### Texte fourni
▼▼▼
Un contexte institutionnel complexe
La Belgique fonctionne aujourd’hui comme un État fédéral dans un régime parlementaire. Il existe d’une part une autorité fédérale centralisée, et d’autre part des autorités fédérées qui se répartissent sur deux dimensions : les régions géographiques (Flandres, Wallonie, et Bruxelles-Capitale), et les communautés linguistiques (flamande, française, et germanophone).

Il existe un principe d’équipollence des normes, c’est-à-dire que les lois adoptées au niveau des entités fédérées ont autant de poids que celles adoptées au niveau fédéral : il n’y a pas de hiérarchie des normes, ce qui confère donc un pouvoir important aux autorités fédérées. En principe, toutefois, l’autorité fédérale a des compétences distinctes de celles de autorités fédérées.
▲▲▲
### Données fournies
▼▼▼
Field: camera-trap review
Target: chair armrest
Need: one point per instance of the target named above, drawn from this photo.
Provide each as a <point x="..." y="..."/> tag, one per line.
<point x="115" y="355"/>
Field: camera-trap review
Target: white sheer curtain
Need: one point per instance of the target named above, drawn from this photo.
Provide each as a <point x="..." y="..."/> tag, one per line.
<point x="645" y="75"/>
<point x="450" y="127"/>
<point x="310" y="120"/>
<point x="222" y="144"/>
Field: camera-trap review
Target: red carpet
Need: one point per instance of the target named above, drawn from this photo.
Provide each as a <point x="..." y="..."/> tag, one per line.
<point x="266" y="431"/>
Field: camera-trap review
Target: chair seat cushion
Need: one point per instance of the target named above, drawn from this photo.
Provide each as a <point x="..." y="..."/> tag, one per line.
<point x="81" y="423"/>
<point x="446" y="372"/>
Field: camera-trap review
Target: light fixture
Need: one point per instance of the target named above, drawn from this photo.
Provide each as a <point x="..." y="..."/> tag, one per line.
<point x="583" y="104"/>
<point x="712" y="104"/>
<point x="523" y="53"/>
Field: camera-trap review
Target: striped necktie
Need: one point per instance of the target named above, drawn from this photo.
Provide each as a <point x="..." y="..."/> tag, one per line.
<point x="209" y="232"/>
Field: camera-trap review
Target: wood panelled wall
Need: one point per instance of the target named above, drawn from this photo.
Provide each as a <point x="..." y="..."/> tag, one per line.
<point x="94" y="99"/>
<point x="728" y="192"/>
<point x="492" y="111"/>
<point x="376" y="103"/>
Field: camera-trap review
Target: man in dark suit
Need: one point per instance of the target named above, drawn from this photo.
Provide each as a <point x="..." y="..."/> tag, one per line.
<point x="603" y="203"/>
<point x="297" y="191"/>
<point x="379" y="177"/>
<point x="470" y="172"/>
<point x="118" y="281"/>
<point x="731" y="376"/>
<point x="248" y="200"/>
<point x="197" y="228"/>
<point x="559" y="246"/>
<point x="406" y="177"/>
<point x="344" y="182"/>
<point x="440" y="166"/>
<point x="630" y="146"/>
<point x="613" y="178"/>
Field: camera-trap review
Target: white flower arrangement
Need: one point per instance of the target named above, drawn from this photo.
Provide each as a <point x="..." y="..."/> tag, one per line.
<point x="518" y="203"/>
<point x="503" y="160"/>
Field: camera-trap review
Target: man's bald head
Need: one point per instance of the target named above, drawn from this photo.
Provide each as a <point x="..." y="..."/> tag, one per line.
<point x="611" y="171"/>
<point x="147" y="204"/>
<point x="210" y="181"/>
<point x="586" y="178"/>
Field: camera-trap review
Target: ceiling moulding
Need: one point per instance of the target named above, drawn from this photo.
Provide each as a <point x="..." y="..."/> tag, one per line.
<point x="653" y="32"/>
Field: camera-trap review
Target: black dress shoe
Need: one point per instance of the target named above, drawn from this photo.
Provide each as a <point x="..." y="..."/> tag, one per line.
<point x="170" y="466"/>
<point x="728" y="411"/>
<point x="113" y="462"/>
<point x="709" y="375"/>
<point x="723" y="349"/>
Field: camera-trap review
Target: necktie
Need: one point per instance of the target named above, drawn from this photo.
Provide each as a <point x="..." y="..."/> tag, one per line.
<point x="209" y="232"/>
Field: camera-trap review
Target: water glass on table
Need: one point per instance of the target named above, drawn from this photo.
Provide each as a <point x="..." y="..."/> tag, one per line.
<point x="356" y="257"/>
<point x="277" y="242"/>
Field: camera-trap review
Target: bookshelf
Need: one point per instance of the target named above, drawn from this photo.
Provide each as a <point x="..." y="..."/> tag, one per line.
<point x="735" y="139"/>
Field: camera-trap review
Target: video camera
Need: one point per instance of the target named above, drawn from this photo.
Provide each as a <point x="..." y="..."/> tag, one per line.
▲▲▲
### Consigne donnée 1
Résumez le texte sur le contexte institutionnel belge en deux phrases.
### Consigne donnée 2
Veuillez énumérer toutes les entités fédérées nommées dans le texte, régions et communautés comprises.
### Consigne donnée 3
Répondez brièvement aux questions suivantes d’après le texte.
(a) Dans quel type de régime la Belgique fonctionne-t-elle comme État fédéral ?
(b) Quel nom porte le principe selon lequel les lois des entités fédérées ont autant de poids que les lois fédérales ?
(c) Que confère l’absence de hiérarchie des normes aux autorités fédérées ?

### Réponse complète 1
La Belgique est un État fédéral à régime parlementaire, composé d’une autorité fédérale centralisée et d’autorités fédérées réparties entre trois régions géographiques et trois communautés linguistiques. En vertu du principe d’équipollence des normes, les lois des entités fédérées ont autant de poids que les lois fédérales, ce qui donne un pouvoir important à ces entités, même si leurs compétences sont en principe distinctes de celles de l’autorité fédérale.

### Réponse complète 2
- Flandres
- Wallonie
- Bruxelles-Capitale
- Communauté flamande
- Communauté française
- Communauté germanophone

### Réponse complète 3
(a) Un régime parlementaire.
(b) Le principe d’équipollence des normes.
(c) Un pouvoir important.